Work request 1
Could you copy the article on KMUW's pen pal program word for word, between "She wants people" and "likes and dislikes.", inclusive?
Work request 2
Can you turn the paragraph in the article on KMUW's pen pal program that begins "KMUW Wichita’s Public Radio Station has partnered" into a short bulleted list that keeps its main facts?
+++ Document passage
Illustration by Kaylee Stout / The Sunflower
Elderly homes and care facilities have been in shut down mode since the pandemic started. The elderly populations are lacking social connections but KMUW wanted to help.
KMUW Wichita’s Public Radio Station has partnered with four facilities: Wichita Presbyterian Manor, Grasslands Estates, Regent Park Assisted Living & Memory Care and ComfortCare Homes to bring community members together through a pen pal program.
“We decided to help connect our listeners, and readers and other community members with residents at retirement homes and other senior homes in Wichita,” Karen Galindo, the Engagement and Development Intern who organized the project said. “So that they can foster new relationships with one another and create new friendships during this time of social isolation.”
This idea has been in the works for quite awhile, but now is the perfect time to bring it up. Haley Crownson, the Community Engagement Coordinator, knew that this is the time.
“This project has been percolating in our minds since the start of the pandemic,” Crownson said. “KMUW focuses this past year have been how to bridge people politically, and because of the pandemic, combating loneliness.”
They first got the idea when an older individual sent in a letter comparing their experience in the pandemic to their experience with WWII. Crownson then started looking for ways they could bring this same concept to reality.
“This older generation has so much wisdom that younger people could definitely learn from,” Crownson said.
She wants people to still communicate even though face-to-face isn’t always an option right now.
More than 85 people have signed up, ages vary all over. KMUW will soon start connecting people and send out prompts for the pen pals to write about.
“I think the cool thing about the application process was that we asked people for some information about what they like,” Crownson said. This way they can partner up people based on their likes and dislikes.
It’s a real life pen pal acting as a bridge to bring people together in the times of Zoom fatigue.
“It’s such an experience that people don’t think that they get much out of, but they really do . . . writing can be therapeutic sometimes,” Galindo said.
++++++
+++ Data records
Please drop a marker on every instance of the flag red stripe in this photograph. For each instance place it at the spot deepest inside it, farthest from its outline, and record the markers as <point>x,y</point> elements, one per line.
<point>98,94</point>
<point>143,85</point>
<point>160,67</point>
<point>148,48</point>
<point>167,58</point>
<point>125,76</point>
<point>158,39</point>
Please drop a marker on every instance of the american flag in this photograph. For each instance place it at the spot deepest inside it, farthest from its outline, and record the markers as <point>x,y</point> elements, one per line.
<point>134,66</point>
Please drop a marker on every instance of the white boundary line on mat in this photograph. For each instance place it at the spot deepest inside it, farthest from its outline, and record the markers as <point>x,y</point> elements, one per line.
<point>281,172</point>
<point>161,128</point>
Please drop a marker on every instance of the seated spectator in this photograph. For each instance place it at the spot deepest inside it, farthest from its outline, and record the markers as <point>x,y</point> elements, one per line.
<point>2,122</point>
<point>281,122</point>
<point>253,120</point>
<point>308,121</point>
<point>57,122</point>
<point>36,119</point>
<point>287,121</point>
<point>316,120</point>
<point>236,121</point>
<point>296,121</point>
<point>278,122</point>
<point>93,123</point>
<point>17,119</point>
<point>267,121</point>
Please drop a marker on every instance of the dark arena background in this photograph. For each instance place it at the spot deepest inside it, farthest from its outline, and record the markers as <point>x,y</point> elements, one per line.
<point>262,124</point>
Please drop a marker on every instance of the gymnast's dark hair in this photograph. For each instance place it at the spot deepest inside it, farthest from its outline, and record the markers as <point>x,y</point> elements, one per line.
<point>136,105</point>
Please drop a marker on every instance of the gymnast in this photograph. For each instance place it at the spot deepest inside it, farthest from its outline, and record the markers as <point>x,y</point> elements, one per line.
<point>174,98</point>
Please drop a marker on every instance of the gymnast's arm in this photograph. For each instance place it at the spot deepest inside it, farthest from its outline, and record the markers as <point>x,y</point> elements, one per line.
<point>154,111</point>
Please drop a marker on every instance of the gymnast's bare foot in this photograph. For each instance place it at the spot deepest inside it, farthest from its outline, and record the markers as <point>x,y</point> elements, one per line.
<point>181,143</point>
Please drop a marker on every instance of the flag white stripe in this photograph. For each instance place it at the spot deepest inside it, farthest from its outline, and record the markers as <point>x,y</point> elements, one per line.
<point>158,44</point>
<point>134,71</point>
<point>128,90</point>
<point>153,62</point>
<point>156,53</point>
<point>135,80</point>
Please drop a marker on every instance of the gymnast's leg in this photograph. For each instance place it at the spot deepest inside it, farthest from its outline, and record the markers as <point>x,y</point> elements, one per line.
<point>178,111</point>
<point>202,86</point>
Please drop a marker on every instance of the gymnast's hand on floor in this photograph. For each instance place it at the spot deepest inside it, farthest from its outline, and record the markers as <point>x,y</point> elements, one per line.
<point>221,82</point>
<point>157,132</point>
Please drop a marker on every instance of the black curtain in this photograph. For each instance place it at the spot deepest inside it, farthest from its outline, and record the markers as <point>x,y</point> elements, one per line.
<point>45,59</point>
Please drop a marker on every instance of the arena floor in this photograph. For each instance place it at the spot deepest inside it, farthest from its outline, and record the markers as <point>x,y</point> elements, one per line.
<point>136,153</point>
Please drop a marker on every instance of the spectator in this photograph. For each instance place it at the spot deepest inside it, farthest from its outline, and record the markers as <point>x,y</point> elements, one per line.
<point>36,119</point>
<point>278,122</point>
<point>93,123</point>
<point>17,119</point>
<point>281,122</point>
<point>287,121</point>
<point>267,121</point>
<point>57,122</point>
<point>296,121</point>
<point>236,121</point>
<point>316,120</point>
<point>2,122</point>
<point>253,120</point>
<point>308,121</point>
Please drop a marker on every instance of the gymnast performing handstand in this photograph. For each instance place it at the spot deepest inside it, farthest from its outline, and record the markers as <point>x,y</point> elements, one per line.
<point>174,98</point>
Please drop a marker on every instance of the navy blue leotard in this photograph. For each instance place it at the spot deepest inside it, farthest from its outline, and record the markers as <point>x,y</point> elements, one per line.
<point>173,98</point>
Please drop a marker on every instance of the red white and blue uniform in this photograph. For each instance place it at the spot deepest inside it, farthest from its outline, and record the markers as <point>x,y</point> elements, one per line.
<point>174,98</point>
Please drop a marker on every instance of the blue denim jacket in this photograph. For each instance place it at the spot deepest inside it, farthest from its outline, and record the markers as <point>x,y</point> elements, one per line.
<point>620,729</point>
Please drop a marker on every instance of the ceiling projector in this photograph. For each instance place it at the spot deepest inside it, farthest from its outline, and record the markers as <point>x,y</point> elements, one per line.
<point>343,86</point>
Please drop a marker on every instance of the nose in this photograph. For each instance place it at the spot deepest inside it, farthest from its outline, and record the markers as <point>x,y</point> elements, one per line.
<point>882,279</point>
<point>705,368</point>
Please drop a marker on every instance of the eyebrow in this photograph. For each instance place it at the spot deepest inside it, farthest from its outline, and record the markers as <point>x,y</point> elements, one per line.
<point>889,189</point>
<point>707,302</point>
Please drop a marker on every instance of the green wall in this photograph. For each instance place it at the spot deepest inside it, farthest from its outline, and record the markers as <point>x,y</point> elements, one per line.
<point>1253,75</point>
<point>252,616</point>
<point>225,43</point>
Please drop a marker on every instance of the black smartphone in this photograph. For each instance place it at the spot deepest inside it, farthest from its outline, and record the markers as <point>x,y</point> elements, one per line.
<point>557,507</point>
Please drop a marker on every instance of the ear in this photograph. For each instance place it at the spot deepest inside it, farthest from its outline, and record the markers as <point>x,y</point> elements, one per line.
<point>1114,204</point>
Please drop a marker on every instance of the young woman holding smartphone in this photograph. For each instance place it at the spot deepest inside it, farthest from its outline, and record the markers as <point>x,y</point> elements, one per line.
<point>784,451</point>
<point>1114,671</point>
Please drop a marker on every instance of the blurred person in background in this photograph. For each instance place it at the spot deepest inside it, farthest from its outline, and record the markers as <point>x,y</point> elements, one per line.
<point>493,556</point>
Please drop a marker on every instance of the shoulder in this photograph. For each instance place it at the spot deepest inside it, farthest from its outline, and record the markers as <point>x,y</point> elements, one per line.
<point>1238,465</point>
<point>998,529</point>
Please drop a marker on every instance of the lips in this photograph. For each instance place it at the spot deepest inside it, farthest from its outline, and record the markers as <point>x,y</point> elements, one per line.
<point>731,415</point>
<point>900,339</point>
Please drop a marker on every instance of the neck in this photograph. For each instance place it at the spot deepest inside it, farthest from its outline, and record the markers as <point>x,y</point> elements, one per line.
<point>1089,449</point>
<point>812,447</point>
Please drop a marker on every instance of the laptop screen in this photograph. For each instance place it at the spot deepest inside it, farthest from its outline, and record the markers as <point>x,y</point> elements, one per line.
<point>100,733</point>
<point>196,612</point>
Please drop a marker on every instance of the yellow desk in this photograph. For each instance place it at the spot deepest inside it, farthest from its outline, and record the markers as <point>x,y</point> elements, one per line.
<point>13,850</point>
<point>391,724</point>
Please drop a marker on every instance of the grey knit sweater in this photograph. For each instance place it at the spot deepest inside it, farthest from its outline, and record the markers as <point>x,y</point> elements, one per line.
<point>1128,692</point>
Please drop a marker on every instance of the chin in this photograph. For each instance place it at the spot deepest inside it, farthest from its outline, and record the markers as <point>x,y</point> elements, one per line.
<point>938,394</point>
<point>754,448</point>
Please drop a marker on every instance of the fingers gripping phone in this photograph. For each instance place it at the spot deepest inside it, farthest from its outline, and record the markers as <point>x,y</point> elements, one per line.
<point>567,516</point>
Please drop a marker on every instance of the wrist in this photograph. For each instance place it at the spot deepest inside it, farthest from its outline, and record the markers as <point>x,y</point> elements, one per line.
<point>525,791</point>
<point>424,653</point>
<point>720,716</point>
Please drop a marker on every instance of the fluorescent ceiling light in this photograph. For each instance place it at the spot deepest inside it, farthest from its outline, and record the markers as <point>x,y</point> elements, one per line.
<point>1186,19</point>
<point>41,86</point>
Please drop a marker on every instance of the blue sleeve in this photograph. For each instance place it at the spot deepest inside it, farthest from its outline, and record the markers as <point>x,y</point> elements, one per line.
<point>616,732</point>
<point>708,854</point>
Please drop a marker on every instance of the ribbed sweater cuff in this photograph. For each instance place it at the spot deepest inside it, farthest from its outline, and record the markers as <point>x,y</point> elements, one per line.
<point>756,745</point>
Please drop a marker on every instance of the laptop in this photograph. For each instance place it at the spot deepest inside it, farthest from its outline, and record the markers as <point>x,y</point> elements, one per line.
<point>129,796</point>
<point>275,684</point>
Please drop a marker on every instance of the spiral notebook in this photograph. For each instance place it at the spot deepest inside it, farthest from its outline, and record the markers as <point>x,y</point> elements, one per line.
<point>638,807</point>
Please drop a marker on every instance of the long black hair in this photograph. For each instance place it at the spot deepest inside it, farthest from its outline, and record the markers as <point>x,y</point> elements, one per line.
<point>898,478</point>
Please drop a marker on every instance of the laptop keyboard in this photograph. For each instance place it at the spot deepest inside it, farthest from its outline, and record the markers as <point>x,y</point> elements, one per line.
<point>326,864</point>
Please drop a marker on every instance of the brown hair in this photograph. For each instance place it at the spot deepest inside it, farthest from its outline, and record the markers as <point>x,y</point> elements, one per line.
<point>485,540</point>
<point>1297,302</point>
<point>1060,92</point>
++++++
Reply 1
She wants people to still communicate even though face-to-face isn’t always an option right now.
More than 85 people have signed up, ages vary all over. KMUW will soon start connecting people and send out prompts for the pen pals to write about.
“I think the cool thing about the application process was that we asked people for some information about what they like,” Crownson said. This way they can partner up people based on their likes and dislikes.

Reply 2
- KMUW, Wichita's public radio station, has partnered with four facilities.
- The facilities are Wichita Presbyterian Manor, Grasslands Estates, Regent Park Assisted Living & Memory Care, and ComfortCare Homes.
- The partnership uses a pen pal program to bring community members together.